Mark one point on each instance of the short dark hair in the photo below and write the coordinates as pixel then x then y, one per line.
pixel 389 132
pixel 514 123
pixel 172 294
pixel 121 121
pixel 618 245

==*==

** Goal **
Copy the items above, changing "short dark hair" to "curly gray hair" and leaving everything else unchanged.

** The answer **
Mark one point on each instance of the curly gray hair in the photo below and write the coordinates as pixel then x then y, one per line.
pixel 389 132
pixel 514 123
pixel 172 294
pixel 121 121
pixel 618 245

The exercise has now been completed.